Monday, July 7, 2008
Moldenke, the touring stinker, has filed a deed to purchase certain properties in the afterworld. Local legals say the properties do not exist. Moldenke says they do, at the edge of the city, and that he has seen them as recently as two nights ago. "They are vast. Their earth is black, rich and fecund," he told the City Moon. "It has arable soil, surprisingly rich in nutrients. A white cabbage grows there in profusion." With a wink to one of the Guards, the legal asked Moldenke, "This afterworld of yours. Do the wicked on Earth continue in their wickedness there, and the good in their goodness?"
Moldenke's answer: "Yes, in churches and nice homes. The wicked get worse, the good go bad, only the indifferent remain the same. The average Joe can't understand it."
- David Ohle, The Pisstown Chaos
The Pisstown Parasite has transformed masses of people into stinking, decaying wanderers. An all-powerful leader, Reverend Hooker, American Divine, is continually shifting people all over the place, from Pisstown to Indian Apple to Bum Bay to Permanganate Island, at random.
Folks don't drink beer. They drink Jake. They don't smoke pot. They eat willywhack. They don't drive cars. They pedal Q-peds. They live off of imp-meat, starch bars and urpmeal bread. Water is usually contaminated. Corruption is widespread. Manners are crude.
The Balls family-Mildred and her two grandchildren, Ophelia and Roe-are torn from their wealthy estate through Reverend Hooker's shifting program and kept on their toes by the whims of circumstance and Hooker's fickle, impulsive decrees.
Characters come to accept their fates, protecting their sanity through passivity as their lives bounce from one random occurrence to another. Order isn't expected. Resistance seems useless.
This dystopian world that 66-year-old Lawrence author David Ohle has created in his third novel, The Pisstown Chaos, may take a while to acclimate to, but once this occurs there is a profound joy to be discovered in being enveloped by it.

***

▸ To-do list:
- 1) Decide whether each statement agrees with the book review: (a) In the novel, people drink beer. (b) Mildred Balls has two grandchildren. (c) The Pisstown Chaos is David Ohle's third novel. Answer yes or no for each, quoting the words of the review that settle it.
- 2) Pick up the book review about The Pisstown Chaos after its final sentence and keep writing.

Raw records
***

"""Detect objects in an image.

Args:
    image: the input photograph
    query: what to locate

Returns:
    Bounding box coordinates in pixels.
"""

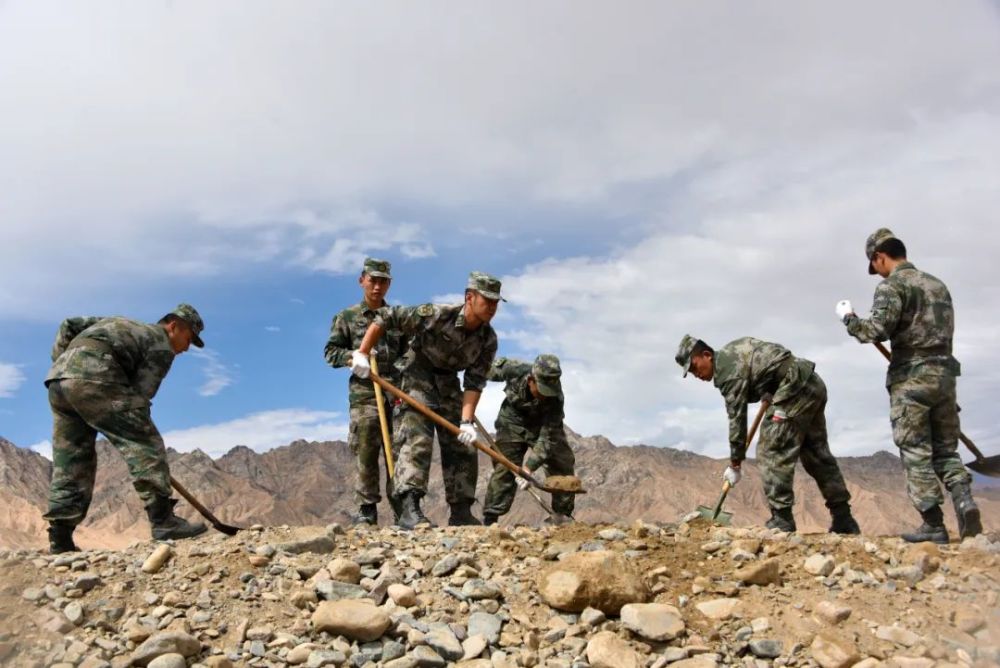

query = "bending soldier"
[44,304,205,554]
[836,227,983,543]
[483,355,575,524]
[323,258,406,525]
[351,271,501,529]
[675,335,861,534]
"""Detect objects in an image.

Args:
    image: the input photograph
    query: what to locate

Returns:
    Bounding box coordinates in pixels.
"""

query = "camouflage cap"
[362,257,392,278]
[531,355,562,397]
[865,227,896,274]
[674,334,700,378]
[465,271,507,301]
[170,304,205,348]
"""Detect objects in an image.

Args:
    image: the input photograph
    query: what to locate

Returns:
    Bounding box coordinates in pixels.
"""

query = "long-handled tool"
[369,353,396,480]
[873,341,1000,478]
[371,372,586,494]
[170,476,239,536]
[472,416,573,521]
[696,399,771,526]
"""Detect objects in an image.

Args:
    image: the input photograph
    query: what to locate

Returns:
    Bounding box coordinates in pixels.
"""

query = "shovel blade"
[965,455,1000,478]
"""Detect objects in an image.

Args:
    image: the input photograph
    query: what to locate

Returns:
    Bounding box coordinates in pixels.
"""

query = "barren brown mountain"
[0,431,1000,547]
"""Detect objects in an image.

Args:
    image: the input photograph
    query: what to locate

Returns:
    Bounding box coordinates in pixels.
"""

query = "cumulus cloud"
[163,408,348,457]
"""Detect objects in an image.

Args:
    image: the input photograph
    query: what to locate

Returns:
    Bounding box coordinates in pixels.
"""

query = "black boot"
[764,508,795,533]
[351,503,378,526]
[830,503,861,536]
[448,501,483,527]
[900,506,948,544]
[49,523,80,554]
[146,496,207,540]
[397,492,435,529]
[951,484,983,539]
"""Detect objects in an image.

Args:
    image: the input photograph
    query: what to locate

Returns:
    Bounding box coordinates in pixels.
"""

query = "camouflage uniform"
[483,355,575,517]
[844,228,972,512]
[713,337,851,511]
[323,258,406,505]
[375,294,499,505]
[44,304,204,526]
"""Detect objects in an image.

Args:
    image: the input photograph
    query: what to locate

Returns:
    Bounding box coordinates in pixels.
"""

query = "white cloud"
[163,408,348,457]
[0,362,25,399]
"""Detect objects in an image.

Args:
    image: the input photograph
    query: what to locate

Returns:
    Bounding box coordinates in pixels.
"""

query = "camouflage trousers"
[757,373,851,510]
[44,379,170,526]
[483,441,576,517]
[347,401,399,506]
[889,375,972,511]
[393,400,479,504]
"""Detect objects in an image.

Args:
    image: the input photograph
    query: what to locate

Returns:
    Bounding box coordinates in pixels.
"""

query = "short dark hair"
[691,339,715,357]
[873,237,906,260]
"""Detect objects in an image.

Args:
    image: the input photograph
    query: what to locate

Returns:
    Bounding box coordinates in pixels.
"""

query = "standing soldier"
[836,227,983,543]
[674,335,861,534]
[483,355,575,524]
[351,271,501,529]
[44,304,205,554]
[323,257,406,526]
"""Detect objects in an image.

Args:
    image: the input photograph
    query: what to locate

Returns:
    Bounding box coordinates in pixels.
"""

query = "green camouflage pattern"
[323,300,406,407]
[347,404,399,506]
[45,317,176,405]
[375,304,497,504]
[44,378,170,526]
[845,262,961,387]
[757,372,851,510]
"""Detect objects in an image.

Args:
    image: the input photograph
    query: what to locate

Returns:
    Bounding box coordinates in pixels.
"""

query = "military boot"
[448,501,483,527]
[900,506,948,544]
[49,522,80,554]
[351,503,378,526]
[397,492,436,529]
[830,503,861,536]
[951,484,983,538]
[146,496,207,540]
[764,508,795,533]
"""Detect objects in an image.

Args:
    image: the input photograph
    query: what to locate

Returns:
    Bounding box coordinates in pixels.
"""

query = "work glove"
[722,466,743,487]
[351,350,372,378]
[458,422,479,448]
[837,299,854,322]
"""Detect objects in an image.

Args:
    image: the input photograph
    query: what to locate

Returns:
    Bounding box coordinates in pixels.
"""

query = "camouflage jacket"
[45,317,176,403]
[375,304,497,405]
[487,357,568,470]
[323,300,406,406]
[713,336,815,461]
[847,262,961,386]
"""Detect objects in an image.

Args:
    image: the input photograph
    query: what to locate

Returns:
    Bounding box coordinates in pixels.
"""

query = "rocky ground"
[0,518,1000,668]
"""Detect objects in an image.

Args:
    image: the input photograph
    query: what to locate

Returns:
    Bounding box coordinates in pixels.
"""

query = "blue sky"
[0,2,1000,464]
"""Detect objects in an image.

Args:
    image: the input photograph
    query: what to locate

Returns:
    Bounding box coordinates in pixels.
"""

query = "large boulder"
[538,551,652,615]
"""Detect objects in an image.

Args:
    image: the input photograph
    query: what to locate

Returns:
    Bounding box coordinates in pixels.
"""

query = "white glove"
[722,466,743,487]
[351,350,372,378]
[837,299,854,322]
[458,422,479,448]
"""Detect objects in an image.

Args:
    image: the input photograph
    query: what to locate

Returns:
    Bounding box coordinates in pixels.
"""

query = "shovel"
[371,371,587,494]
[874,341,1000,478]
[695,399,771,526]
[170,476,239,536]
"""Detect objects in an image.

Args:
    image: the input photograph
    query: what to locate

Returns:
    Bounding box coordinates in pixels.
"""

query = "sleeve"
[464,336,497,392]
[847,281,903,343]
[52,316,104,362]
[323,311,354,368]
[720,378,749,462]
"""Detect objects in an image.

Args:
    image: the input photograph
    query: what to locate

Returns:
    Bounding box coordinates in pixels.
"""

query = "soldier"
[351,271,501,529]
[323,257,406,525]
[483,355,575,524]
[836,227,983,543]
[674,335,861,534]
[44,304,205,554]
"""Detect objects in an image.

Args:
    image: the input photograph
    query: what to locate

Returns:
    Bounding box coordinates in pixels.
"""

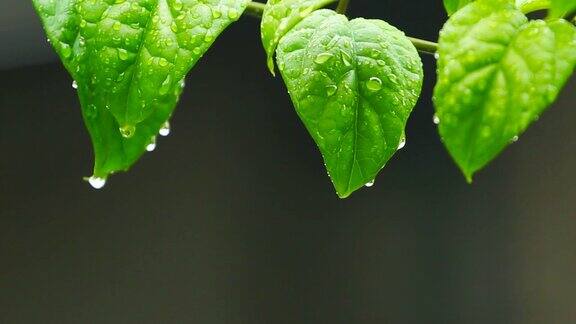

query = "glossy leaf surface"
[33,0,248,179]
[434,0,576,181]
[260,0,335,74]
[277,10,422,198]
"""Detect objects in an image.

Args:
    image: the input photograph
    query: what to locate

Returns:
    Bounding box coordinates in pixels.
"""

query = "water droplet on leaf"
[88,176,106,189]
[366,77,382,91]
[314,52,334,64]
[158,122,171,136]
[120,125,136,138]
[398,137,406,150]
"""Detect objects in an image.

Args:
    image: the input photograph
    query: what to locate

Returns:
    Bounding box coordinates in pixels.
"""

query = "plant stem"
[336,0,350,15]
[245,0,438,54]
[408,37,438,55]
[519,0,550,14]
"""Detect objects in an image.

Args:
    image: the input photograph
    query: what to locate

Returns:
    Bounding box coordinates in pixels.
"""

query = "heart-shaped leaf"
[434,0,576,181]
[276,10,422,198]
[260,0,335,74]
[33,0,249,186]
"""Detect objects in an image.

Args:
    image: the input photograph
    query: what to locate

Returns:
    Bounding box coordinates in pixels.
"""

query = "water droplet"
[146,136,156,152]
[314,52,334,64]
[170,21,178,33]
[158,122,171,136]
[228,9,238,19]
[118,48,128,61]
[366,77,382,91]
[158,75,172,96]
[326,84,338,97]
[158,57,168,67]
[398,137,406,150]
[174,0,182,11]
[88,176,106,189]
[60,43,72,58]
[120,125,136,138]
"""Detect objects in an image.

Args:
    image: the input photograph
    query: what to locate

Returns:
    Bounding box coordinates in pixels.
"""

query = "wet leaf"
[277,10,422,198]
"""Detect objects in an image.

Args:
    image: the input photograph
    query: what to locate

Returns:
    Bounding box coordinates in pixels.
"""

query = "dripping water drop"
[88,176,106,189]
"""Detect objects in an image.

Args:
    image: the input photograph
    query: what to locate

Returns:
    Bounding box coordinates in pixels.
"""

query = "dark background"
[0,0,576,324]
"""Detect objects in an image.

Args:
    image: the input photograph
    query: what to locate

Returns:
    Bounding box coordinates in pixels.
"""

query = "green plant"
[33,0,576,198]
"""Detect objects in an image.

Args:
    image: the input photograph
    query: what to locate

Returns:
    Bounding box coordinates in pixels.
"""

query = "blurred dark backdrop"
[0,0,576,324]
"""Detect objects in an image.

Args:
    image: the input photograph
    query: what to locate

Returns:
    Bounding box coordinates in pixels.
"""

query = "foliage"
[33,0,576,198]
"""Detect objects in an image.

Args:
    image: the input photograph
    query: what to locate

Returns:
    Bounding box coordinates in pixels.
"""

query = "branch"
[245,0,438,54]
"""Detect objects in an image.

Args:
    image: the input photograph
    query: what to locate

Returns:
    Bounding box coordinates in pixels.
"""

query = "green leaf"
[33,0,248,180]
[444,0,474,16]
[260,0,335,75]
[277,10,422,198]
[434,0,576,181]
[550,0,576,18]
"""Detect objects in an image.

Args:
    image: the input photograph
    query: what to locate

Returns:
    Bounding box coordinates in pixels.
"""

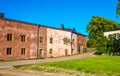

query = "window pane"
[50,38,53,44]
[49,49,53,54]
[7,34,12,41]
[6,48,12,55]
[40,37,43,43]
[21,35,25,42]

***

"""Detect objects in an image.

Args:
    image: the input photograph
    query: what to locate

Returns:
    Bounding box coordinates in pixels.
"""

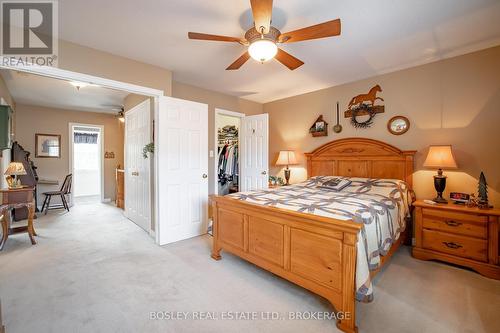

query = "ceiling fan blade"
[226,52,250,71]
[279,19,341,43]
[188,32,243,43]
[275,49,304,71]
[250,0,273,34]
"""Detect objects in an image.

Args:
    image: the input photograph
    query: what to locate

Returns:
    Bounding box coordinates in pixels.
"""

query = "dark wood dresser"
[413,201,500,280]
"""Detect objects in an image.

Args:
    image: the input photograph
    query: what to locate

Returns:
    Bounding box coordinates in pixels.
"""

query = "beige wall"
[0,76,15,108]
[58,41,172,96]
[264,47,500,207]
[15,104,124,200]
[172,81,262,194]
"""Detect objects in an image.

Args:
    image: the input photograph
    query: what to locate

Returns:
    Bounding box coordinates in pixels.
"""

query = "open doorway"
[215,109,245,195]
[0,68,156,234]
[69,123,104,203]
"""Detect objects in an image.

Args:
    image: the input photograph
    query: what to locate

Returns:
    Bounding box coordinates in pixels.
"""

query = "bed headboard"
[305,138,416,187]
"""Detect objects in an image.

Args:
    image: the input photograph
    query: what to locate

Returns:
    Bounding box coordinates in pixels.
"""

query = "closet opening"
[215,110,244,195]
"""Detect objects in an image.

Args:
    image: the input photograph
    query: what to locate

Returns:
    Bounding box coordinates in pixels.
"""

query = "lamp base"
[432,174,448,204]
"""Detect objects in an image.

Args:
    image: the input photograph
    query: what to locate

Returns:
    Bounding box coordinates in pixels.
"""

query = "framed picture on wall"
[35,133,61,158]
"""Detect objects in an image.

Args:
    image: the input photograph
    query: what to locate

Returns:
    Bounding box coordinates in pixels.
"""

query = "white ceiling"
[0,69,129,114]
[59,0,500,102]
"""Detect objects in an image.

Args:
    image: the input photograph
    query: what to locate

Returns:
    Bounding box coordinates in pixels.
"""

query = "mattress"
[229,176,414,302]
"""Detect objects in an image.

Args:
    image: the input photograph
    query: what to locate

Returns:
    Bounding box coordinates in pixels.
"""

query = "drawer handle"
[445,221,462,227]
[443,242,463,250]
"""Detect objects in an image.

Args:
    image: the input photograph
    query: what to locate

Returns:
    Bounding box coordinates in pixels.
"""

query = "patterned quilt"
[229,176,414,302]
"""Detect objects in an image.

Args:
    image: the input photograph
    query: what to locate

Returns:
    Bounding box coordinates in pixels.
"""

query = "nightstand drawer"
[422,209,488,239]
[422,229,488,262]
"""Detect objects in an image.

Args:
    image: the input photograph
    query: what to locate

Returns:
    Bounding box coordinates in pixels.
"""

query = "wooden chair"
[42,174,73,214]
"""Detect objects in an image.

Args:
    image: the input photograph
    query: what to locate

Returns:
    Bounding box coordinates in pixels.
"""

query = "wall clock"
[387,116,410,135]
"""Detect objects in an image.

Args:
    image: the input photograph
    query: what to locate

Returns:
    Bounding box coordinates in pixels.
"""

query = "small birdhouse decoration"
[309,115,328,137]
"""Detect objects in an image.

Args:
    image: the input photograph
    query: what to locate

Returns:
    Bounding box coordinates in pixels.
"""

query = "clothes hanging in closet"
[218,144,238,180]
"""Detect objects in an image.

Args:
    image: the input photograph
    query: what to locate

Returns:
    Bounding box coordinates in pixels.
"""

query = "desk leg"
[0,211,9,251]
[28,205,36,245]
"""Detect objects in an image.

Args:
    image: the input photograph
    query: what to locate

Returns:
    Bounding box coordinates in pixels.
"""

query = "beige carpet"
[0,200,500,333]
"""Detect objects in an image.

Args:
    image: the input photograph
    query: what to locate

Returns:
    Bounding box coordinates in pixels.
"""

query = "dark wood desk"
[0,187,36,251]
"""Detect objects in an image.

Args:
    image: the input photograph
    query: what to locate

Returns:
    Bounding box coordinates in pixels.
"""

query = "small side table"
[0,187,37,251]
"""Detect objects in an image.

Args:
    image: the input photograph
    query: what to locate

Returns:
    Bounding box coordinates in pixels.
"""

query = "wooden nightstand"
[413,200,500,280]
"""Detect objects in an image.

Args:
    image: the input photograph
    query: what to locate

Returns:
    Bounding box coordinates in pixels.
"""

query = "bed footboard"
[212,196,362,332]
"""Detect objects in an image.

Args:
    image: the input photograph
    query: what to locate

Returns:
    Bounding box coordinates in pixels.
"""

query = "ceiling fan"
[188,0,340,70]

***

▸ Final results:
- 1)
(a) No: "Folks don't drink beer. They drink Jake."
(b) Yes: "Mildred and her two grandchildren, Ophelia and Roe"
(c) Yes: "in his third novel, The Pisstown Chaos"

- 2)
The novel is preceded by the following quote by Reverend Herman Hooker, a real-life 19th century American preacher: "We die that we may die no more." In the world in which Pisstown takes place, this quote becomes the first and most important aphorism of the fictional Reverend Hooker's Field Guide, which every good Hookerite is expected to memorize.
Ohle says he was flipping through an old reference book, The Dictionary of Thoughts, when he came across the quote under the heading of "death."
"The Reverend Hooker in the book believes that death is insignificant, it doesn't matter, it's actually good for you," Ohle explains. "This is the fundamental philosophy of his way of looking at things."
Such distortions-social tenets sometimes spun backwards, other times in more arbitrary directions-are one of the defining features of Ohle's novels (Motorman, published in1972, and The Age of Sinatra, 2004, being the others).
In the 1970s and '80s, he and local journalist Roger Martin sporadically published an absurdist newspaper called the City Moon-which survives as the name of the newspaper in the world of Pisstown-and the unofficial motto that guided them was "stop just short."
"I don't want to over-explain things," Ohle once said of his writing. "Leave it kind of vague and uncertain."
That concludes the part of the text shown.